**Description of the task:** Change every "thickest" in the listing below to "widest", and reproduce all other lines unaltered.
-- Begin Excerpted records --
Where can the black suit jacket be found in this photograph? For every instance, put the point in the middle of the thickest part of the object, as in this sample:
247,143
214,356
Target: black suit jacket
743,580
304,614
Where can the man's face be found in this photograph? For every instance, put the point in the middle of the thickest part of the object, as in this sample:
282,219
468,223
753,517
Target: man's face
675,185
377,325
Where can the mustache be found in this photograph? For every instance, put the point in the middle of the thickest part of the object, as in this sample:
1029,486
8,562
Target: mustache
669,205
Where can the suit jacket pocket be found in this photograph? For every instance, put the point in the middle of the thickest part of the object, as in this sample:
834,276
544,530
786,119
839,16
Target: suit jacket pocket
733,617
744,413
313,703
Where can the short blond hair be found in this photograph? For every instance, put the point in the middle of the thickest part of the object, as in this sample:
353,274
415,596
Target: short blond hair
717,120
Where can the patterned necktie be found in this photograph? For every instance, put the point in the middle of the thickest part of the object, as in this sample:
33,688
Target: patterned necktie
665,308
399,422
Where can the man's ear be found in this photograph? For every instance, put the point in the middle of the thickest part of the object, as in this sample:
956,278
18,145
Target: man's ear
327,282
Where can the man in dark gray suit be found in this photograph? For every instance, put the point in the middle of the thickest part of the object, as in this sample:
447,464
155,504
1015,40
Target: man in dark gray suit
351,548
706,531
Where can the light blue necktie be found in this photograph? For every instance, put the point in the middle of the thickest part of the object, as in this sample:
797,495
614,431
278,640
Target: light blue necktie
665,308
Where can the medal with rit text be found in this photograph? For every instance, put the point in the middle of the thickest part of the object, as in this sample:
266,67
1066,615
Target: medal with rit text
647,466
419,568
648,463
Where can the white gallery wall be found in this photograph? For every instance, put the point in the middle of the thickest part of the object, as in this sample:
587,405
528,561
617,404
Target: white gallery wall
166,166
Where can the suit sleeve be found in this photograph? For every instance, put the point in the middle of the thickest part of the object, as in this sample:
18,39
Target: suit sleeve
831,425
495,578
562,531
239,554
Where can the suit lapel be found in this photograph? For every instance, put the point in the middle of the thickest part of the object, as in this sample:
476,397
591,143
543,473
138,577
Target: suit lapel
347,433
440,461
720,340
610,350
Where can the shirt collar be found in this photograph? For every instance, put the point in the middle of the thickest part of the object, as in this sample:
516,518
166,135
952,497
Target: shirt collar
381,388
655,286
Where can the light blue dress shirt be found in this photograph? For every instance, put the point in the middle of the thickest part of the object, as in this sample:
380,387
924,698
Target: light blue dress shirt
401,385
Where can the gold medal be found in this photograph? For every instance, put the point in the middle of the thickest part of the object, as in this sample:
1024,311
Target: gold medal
-- End Excerpted records --
**Result of the task:**
Where can the black suit jacket be found in this photograph? For every instance, put the point in the middle of the widest part of the object, as in this sample:
247,143
214,356
Target: black suit jacket
743,580
304,614
Where can the man's face be found in this photograph? For every instance, put the point in the middle of the widest part of the object, as in this sample:
282,219
468,223
753,517
Target: man's face
675,185
377,325
Where can the mustache be found in this photograph? For every instance, put the point in the middle of the widest part of the object, as in this sample:
1029,486
8,562
Target: mustache
669,205
Where can the suit jacket pocket be found in this photograph? For every instance, put the point in the middle of the widest part of the object, as in this sample:
834,276
544,530
786,119
839,16
Target: suit jacket pocket
733,617
744,413
313,703
Where can the short blond hair be found in this photograph? For every instance, put the point in the middle of the widest part of the object, as in this sample:
353,274
415,596
Target: short blond hair
717,120
Where can the patterned necktie be found in this photograph? For every instance, put the point in the middle of the widest part of the object, as in this sample:
33,688
Target: patterned necktie
665,308
399,422
Where can the man's ear be found in this photograph? For every instance, put the point in the middle of the widest part of the object, as in this sample:
956,278
18,145
Target: man's ear
327,282
Where can the man in dark gray suit be found in this photograph? For every instance, put the point in the middle of the widest part of the object, as in this sample:
447,464
155,504
1015,40
Target: man in dark gray suit
351,548
706,531
Where can the light blue necktie be found in this photograph? For every instance, put the point in the middle of the widest part of the object, as in this sample:
797,495
614,431
278,640
Target: light blue necktie
665,308
Where can the medal with rit text be found in this photograph? For every instance, put the point in the middle of the widest part of the object, as in this sample:
266,67
1066,615
Target: medal with rit text
647,466
419,568
648,463
Where can the white gallery wall be found in this photograph? For every instance, put the point in the middle of the widest part of the object, as in this sample:
587,405
528,561
617,404
Target: white gallery wall
166,166
Where can the suit sleeve be found in this photograph? For every instance, put the point in the middle of the widest part of the object, as in this sample:
18,39
Target: suit sleeve
831,425
495,578
562,531
239,554
Where can the suit lapel be found in this photograph? For every instance, put the point in the middle of the widest part of the object, as in this sample:
476,397
591,143
543,473
138,577
Target: suit lapel
347,433
440,461
720,340
610,350
Where can the shirt collar be found in this photograph? For every instance, put the point in the middle of the widest part of the object, as in this sample:
516,518
166,135
952,497
Target: shirt collar
381,388
655,286
Where can the light blue dress shirt be found in this photograph? For every instance, put the point in the middle of the widest part of the object, as in this sample:
380,387
924,698
Target: light blue dress shirt
401,385
Where can the gold medal be found in this photograph? For every instance, put the point in the middle of the widest part of the object, as in this sample:
1024,311
Target: gold medal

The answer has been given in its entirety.